-- START Text to read --
Reaching Out To The Hurting Messages
The messages in audio are on my YouTube playlist at https://www.youtube.com/playlist?list=PLfMRv647JQfE1TzlDkHeRyQKRbkbbM1oX
These messages and more are in audio on my
Spoken Word: Reaching Out To The Hurting playlist at
https://www.youtube.com/playlist?list=PLfMRv647JQfEvrflloJ5X876-L8aI14Uo
"Another Answer" Text
Are you so depressed that you can't focus on anything? Do you want to give up? Do you wish you didn't care anymore? I've been there. I was there most of my life. Do you want to end everything? If that is how you feel, please reach out. Reach out to family. If you don't have family that you trust or don't have family at all, reach out to a friend. If you don't have a true friend, reach out to someone at school or at work. If you can't reach out there, reach out somewhere else. Please reach out to someone. There are people that honestly care. Please do not end everything. There is another answer. I don't know you and I don't know what you are going through. That does not mean I do not care. I honestly pray for the hurting. I may never actually meet you, but I will always pray for you.
-- END Text to read --
What the exercise asks: Copy out the text above on reaching out to the hurting word for word, from its first line to its last.
-- START Entries shown --
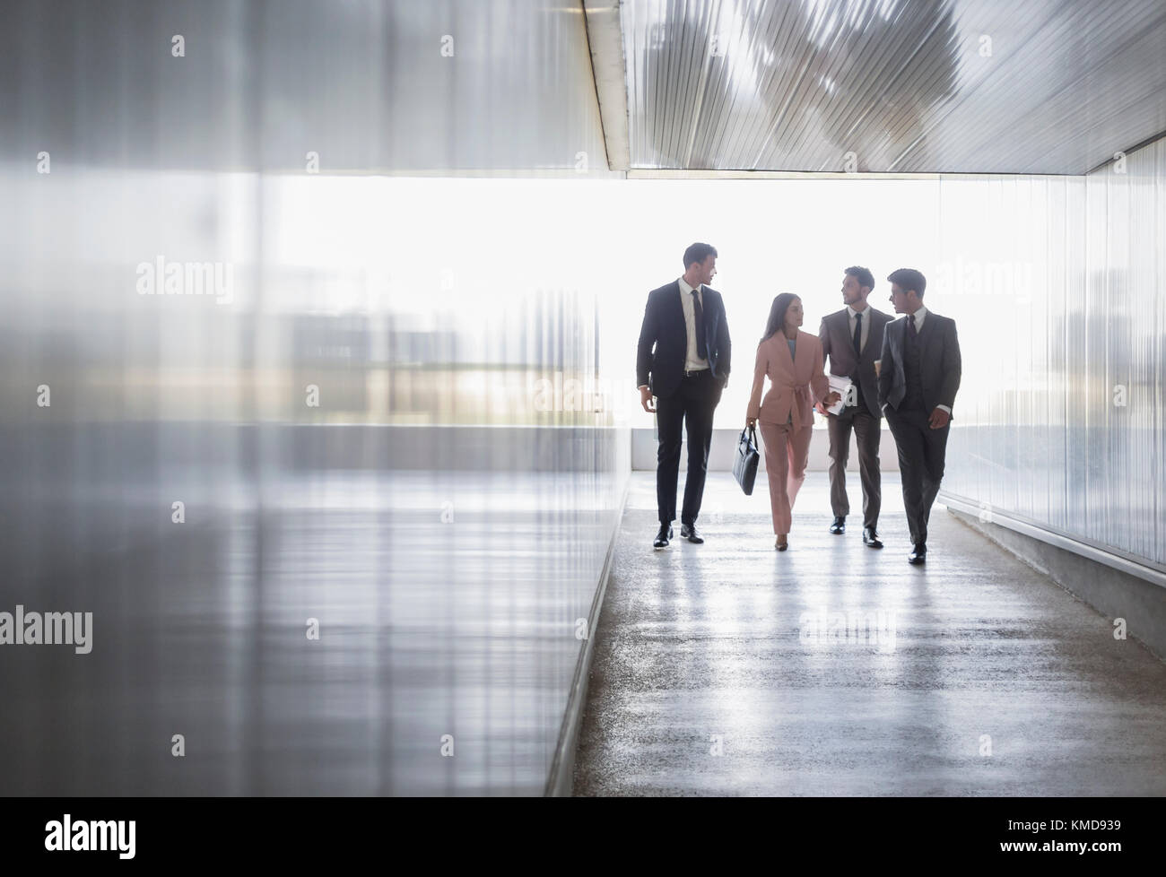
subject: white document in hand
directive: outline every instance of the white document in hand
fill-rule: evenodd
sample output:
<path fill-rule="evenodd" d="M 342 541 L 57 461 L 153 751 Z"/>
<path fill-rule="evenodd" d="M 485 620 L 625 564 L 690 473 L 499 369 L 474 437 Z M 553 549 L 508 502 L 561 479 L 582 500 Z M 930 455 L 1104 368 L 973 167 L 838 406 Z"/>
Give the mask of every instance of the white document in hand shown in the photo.
<path fill-rule="evenodd" d="M 830 414 L 841 414 L 847 406 L 847 391 L 850 390 L 850 378 L 840 378 L 837 374 L 826 376 L 830 380 L 830 390 L 837 391 L 842 398 L 827 408 Z"/>

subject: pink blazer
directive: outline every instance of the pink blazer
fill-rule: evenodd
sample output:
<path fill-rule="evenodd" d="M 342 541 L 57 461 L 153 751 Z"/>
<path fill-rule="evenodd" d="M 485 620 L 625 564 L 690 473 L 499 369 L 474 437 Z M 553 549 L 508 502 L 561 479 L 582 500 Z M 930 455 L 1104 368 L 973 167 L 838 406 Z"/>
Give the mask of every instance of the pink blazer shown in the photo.
<path fill-rule="evenodd" d="M 780 329 L 757 345 L 753 366 L 753 392 L 749 397 L 746 418 L 766 423 L 785 423 L 793 416 L 794 429 L 814 423 L 813 406 L 829 395 L 830 381 L 822 362 L 822 342 L 816 335 L 798 330 L 795 359 L 789 358 L 789 343 Z M 770 376 L 773 386 L 761 401 L 761 386 Z M 813 400 L 812 400 L 813 397 Z"/>

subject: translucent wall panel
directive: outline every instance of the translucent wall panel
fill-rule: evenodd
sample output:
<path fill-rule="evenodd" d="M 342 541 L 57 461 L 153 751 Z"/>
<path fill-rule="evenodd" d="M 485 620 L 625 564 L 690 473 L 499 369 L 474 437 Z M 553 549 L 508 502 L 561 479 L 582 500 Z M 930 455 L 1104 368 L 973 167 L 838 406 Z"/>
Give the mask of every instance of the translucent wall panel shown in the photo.
<path fill-rule="evenodd" d="M 1166 564 L 1166 143 L 1087 177 L 943 177 L 940 212 L 964 358 L 946 490 Z"/>

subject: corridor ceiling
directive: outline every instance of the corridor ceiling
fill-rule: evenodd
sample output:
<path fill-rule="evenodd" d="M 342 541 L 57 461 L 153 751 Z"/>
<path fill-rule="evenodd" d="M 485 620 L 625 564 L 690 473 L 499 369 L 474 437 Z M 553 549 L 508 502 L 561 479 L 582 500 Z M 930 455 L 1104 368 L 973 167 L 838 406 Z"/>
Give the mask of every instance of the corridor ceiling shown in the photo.
<path fill-rule="evenodd" d="M 632 170 L 1084 174 L 1166 131 L 1164 0 L 618 7 Z"/>

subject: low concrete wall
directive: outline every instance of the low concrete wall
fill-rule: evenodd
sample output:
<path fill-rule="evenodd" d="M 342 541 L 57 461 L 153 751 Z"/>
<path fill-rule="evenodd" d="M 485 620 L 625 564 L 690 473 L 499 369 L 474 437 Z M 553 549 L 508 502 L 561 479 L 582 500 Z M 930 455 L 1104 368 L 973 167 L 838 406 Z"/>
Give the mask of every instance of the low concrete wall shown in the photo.
<path fill-rule="evenodd" d="M 950 501 L 950 498 L 944 500 L 940 493 L 940 501 Z M 1158 658 L 1166 658 L 1166 587 L 1151 581 L 1161 576 L 1157 570 L 1146 568 L 1146 577 L 1132 575 L 1007 526 L 985 524 L 977 515 L 950 505 L 948 513 L 1044 573 L 1107 618 L 1124 618 L 1129 637 L 1143 643 Z"/>
<path fill-rule="evenodd" d="M 731 471 L 732 463 L 737 455 L 737 440 L 740 439 L 740 427 L 735 429 L 714 429 L 712 447 L 709 449 L 710 471 Z M 761 430 L 757 432 L 758 442 L 761 441 Z M 686 442 L 687 444 L 687 442 Z M 632 430 L 632 469 L 645 469 L 655 471 L 656 455 L 655 428 Z M 809 442 L 809 463 L 807 469 L 812 472 L 824 472 L 830 465 L 830 436 L 826 429 L 815 429 L 814 437 Z M 899 471 L 899 452 L 894 447 L 894 436 L 891 430 L 884 427 L 883 437 L 878 447 L 879 465 L 884 472 Z M 680 471 L 688 469 L 688 448 L 683 448 L 680 454 Z M 761 463 L 758 471 L 765 471 L 765 451 L 761 451 Z M 850 436 L 850 458 L 847 461 L 847 471 L 858 471 L 858 448 L 855 444 L 854 435 Z"/>

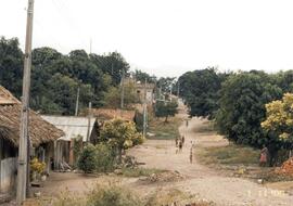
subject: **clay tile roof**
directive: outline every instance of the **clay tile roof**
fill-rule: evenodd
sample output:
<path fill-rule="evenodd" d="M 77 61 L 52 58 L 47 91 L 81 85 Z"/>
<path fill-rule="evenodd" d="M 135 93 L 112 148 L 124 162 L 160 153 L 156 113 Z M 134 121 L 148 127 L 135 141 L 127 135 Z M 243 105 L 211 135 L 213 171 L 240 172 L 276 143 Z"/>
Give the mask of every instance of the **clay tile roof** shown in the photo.
<path fill-rule="evenodd" d="M 18 145 L 21 102 L 0 86 L 0 138 Z M 34 111 L 29 111 L 29 138 L 34 146 L 58 140 L 64 132 L 49 124 Z"/>

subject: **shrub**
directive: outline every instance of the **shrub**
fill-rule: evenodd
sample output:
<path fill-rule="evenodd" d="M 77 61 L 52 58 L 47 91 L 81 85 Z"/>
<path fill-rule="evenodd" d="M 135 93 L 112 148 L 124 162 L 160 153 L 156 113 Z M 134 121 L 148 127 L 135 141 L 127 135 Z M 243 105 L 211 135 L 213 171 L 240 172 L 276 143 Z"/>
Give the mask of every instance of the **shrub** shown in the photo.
-- END Entries shown --
Solution to this task:
Reaching Out To The Hurting Messages
The messages in audio are on my YouTube playlist at https://www.youtube.com/playlist?list=PLfMRv647JQfE1TzlDkHeRyQKRbkbbM1oX
These messages and more are in audio on my
Spoken Word: Reaching Out To The Hurting playlist at
https://www.youtube.com/playlist?list=PLfMRv647JQfEvrflloJ5X876-L8aI14Uo
"Another Answer" Text
Are you so depressed that you can't focus on anything? Do you want to give up? Do you wish you didn't care anymore? I've been there. I was there most of my life. Do you want to end everything? If that is how you feel, please reach out. Reach out to family. If you don't have family that you trust or don't have family at all, reach out to a friend. If you don't have a true friend, reach out to someone at school or at work. If you can't reach out there, reach out somewhere else. Please reach out to someone. There are people that honestly care. Please do not end everything. There is another answer. I don't know you and I don't know what you are going through. That does not mean I do not care. I honestly pray for the hurting. I may never actually meet you, but I will always pray for you.